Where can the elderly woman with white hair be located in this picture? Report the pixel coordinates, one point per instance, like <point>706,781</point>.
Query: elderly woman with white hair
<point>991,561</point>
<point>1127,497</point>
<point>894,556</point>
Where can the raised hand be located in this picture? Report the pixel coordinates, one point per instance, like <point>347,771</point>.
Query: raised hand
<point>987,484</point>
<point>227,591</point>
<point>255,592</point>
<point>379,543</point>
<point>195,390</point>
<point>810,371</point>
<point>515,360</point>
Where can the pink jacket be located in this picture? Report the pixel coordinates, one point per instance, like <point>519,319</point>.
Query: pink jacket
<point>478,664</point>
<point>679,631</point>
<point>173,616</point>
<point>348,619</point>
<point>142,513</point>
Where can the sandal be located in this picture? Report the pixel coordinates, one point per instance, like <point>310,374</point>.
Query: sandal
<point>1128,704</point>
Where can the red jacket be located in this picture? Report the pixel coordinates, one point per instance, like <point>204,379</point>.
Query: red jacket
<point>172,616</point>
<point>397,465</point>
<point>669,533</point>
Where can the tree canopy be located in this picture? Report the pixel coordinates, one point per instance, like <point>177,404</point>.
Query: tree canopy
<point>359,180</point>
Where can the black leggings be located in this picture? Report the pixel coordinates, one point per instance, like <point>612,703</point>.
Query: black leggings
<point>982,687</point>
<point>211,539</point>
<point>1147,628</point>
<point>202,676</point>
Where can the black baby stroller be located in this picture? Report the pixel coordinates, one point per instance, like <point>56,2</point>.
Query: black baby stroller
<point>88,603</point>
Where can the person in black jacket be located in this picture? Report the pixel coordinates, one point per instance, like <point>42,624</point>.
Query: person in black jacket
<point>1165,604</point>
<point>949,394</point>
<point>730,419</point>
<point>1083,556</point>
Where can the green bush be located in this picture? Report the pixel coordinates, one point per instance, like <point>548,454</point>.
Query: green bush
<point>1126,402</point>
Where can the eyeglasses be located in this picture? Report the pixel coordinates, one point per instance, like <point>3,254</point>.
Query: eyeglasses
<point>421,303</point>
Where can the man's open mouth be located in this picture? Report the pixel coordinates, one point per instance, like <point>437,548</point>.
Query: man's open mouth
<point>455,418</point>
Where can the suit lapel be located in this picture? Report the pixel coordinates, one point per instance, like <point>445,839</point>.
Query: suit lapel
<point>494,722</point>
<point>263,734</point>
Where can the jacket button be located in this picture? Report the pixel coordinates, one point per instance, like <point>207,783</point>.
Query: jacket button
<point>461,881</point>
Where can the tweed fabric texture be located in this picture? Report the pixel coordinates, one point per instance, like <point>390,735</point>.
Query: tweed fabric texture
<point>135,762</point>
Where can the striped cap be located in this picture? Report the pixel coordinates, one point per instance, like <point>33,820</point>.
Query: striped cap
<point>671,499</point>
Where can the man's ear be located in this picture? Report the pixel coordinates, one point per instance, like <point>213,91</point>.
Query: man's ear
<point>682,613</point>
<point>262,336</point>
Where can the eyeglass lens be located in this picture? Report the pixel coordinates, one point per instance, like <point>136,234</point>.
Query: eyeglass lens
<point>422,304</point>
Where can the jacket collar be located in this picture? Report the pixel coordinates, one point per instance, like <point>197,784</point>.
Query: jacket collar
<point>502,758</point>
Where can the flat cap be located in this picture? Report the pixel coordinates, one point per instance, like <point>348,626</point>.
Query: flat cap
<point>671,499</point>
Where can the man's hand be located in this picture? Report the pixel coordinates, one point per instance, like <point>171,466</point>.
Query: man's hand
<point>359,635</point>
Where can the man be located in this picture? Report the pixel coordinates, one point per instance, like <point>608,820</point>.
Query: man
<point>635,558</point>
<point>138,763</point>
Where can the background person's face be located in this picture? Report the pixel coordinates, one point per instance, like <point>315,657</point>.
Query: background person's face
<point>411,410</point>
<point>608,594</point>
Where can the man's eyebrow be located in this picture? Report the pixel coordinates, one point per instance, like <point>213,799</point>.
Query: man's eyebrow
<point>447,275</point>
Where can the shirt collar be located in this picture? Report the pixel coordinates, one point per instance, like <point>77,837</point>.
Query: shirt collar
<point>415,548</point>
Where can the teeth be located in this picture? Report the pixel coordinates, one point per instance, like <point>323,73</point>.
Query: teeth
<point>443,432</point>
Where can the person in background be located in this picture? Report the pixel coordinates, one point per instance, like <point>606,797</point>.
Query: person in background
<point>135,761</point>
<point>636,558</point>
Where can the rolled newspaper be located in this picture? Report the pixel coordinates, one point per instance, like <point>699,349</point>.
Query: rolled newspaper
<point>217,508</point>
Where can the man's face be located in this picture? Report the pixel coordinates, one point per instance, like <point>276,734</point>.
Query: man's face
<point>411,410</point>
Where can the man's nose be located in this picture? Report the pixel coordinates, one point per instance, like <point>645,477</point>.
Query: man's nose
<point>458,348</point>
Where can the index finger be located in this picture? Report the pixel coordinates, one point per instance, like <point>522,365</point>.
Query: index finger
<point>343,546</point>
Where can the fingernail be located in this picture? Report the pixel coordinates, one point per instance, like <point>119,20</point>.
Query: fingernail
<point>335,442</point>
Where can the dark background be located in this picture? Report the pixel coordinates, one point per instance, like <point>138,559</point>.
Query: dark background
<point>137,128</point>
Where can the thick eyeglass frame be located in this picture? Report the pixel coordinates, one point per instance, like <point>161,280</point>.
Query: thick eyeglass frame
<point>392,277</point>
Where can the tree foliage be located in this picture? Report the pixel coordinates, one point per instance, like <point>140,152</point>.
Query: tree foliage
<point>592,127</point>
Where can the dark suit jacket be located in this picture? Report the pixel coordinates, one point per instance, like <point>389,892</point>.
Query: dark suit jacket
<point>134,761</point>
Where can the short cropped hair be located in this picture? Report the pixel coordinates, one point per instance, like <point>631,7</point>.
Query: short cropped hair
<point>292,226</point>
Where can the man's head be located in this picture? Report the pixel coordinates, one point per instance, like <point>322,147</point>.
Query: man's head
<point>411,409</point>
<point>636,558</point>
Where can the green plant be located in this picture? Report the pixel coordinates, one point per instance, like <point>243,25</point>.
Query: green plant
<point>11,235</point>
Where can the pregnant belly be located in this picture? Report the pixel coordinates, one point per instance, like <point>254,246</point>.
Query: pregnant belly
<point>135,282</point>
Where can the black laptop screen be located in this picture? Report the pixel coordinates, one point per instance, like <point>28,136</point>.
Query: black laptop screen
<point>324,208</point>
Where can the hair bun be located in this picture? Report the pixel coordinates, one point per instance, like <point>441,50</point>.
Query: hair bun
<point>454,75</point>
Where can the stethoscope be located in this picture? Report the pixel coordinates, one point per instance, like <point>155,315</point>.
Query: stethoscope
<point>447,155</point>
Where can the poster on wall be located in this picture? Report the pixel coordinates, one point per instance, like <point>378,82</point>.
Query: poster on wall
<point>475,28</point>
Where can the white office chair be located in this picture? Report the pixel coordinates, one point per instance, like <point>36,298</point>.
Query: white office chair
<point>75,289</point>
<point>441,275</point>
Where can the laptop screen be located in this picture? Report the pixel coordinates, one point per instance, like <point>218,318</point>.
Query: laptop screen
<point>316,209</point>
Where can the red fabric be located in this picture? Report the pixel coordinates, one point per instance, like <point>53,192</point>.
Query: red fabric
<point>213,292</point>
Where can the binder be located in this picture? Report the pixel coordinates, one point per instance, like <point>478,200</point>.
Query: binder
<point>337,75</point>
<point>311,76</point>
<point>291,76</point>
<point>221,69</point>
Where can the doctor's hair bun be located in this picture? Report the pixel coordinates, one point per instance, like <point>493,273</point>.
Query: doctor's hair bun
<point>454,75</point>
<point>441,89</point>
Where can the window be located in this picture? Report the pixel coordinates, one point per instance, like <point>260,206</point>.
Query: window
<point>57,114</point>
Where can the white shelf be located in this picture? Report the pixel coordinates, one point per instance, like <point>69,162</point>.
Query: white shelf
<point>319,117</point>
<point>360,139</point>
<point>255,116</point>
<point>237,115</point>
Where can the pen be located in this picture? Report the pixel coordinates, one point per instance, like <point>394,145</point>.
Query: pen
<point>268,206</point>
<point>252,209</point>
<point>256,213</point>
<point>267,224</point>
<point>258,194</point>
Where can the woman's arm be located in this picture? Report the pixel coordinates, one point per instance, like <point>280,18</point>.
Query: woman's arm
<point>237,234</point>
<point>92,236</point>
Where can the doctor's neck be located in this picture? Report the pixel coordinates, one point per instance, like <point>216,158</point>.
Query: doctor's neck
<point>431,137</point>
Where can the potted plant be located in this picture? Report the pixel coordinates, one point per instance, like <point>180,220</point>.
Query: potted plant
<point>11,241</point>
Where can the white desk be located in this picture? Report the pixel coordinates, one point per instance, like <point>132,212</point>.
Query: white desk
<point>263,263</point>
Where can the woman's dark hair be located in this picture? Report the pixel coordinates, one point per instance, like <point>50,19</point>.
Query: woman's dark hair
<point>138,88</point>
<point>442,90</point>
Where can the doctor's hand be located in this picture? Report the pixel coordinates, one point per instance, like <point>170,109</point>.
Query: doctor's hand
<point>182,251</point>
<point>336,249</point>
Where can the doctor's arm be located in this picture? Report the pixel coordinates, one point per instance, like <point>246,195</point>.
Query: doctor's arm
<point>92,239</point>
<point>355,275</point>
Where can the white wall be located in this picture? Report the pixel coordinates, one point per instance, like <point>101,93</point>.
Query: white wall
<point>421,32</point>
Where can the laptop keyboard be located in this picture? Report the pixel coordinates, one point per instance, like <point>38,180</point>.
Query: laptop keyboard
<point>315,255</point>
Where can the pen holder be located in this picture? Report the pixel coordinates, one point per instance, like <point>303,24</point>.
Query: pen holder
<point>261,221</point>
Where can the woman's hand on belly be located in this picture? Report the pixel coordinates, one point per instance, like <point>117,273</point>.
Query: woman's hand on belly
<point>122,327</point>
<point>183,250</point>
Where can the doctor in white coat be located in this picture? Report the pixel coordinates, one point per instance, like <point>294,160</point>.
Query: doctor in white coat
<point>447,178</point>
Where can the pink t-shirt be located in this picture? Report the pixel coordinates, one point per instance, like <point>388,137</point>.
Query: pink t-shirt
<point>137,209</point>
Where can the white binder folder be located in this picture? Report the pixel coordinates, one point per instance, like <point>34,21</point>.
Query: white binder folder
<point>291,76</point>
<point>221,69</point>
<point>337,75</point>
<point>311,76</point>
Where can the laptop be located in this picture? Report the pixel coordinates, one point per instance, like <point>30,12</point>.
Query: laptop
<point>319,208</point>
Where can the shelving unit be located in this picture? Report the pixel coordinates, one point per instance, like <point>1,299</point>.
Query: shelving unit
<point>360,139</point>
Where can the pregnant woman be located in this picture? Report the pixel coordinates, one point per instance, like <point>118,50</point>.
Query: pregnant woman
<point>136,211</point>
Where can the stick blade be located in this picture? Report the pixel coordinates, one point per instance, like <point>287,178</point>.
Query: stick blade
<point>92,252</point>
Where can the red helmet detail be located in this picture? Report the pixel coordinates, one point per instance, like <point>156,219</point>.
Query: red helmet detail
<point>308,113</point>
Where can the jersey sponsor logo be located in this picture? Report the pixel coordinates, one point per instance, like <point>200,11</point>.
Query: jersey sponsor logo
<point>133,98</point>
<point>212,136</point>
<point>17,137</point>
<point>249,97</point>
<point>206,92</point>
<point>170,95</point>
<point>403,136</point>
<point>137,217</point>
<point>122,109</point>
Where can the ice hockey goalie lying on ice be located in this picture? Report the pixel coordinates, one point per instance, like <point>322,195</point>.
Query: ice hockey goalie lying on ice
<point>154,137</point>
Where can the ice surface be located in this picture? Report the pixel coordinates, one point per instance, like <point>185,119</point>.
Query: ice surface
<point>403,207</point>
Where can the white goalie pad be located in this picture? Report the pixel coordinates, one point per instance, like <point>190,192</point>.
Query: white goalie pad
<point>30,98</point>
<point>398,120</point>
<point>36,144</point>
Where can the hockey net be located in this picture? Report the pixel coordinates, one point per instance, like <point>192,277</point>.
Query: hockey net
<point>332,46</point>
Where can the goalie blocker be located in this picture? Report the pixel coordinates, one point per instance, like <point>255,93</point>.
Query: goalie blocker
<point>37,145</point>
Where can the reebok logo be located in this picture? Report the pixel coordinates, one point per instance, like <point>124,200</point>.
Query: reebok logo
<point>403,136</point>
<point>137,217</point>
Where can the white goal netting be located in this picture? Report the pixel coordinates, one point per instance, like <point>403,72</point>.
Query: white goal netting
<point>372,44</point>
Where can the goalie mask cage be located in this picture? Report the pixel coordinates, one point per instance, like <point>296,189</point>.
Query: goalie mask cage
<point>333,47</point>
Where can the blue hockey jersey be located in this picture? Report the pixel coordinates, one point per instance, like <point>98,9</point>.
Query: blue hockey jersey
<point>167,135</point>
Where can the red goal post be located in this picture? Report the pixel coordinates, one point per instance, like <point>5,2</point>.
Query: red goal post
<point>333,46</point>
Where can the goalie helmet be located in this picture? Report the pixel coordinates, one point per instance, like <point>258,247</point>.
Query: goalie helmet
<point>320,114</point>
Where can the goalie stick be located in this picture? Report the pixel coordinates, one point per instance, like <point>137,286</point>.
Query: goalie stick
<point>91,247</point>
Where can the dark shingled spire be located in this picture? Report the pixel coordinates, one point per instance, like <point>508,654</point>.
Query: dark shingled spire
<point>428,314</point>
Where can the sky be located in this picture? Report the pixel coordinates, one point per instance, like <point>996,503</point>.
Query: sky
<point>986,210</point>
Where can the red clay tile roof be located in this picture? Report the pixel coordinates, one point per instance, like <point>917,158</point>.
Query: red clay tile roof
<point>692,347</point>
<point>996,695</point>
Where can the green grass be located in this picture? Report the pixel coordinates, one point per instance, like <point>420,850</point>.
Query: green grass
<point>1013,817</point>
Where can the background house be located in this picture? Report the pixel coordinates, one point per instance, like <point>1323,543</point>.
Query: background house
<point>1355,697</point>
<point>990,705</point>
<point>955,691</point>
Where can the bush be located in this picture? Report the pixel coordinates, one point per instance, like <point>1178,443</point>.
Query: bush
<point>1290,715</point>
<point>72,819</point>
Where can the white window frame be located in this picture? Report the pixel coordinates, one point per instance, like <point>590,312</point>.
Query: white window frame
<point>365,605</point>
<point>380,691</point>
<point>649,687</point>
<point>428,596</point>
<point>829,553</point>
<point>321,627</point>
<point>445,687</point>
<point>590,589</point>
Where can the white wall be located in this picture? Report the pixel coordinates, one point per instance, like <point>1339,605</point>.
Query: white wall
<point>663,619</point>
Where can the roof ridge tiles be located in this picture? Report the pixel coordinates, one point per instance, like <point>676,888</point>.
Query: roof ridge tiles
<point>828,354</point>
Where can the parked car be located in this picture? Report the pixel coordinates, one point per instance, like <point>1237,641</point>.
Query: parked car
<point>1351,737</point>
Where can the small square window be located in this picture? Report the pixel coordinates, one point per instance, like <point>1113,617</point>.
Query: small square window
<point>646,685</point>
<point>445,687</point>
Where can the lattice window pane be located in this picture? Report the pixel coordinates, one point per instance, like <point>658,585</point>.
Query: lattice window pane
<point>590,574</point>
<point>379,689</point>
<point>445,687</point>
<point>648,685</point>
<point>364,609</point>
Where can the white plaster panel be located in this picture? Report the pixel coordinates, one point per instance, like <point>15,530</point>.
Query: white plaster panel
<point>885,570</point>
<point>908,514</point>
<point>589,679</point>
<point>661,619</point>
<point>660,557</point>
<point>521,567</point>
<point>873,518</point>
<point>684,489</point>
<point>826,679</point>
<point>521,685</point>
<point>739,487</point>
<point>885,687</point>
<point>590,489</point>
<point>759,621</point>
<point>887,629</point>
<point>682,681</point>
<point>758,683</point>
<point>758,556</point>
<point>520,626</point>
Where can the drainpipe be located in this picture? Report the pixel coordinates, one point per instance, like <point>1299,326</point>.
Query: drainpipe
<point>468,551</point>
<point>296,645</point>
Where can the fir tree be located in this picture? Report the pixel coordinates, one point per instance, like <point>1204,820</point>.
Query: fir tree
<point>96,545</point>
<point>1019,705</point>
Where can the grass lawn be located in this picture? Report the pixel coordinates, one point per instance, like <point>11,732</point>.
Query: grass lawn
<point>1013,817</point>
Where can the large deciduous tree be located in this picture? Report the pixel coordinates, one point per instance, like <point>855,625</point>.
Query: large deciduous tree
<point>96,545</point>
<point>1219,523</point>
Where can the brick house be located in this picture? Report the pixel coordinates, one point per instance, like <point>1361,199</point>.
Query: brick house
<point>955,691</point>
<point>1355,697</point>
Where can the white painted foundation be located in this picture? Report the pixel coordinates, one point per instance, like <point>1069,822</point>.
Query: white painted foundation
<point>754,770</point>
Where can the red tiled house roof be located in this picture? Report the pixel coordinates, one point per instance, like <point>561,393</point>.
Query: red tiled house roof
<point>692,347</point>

→ Task description: Set down, word for word, the part of the listing above that opens with the line containing "Where can the pregnant woman" and closes with the line containing "<point>92,252</point>", both of those lines included.

→ The solution:
Where can the pregnant woman be located in this picture? Report the pixel coordinates, one point per instance, like <point>118,50</point>.
Query: pregnant woman
<point>136,211</point>
Where can the stick blade be located in this picture? Report the pixel coordinates, one point per instance, like <point>287,178</point>.
Query: stick blade
<point>92,252</point>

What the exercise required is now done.